> [Request] Reproduce the records below word for word, leaving out the pictures.
>> start
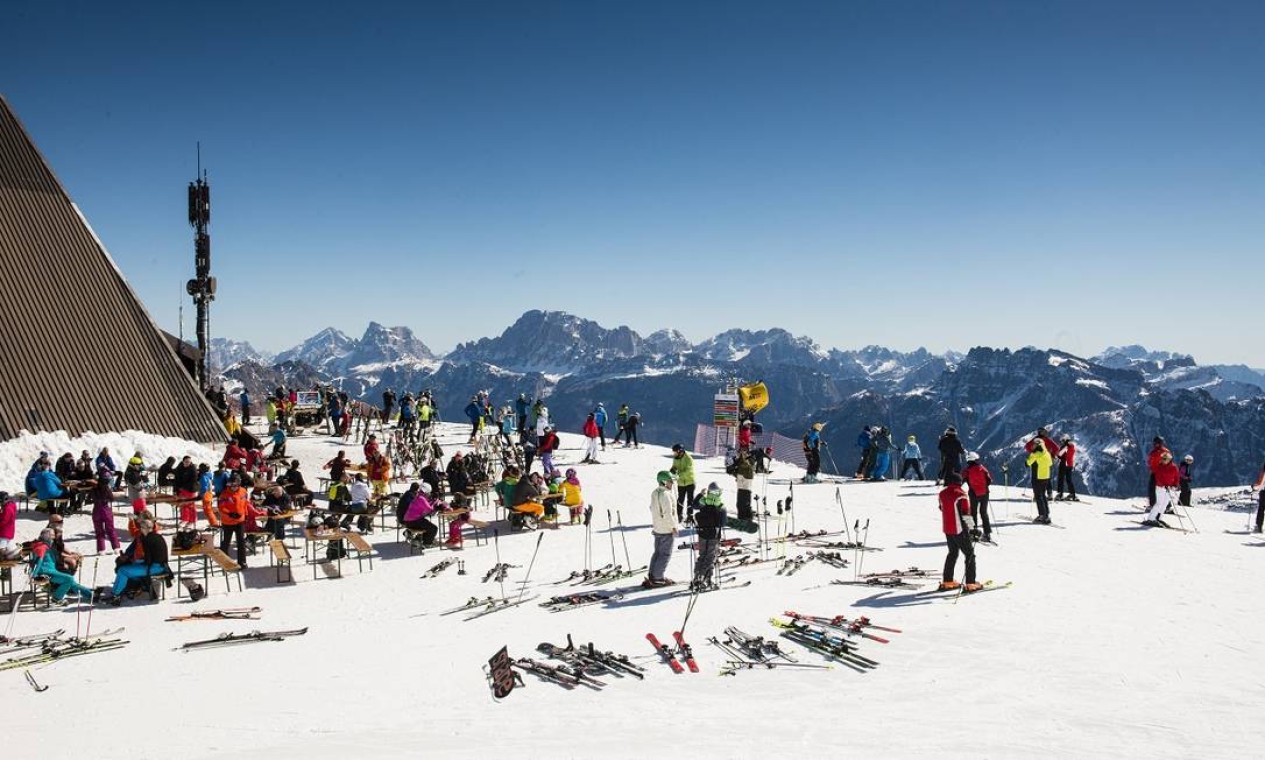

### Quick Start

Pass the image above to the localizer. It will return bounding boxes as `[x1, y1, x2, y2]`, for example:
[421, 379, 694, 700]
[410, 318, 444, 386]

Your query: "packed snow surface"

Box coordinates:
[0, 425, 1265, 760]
>> end
> [Task answer]
### Quick Start

Pass the image above to the localizer. It will return bounding boxes as `[x1, y1, x2, y2]`, for example:
[421, 379, 694, 700]
[410, 318, 444, 386]

Your query: "packed snow surface"

Box coordinates:
[0, 425, 1265, 760]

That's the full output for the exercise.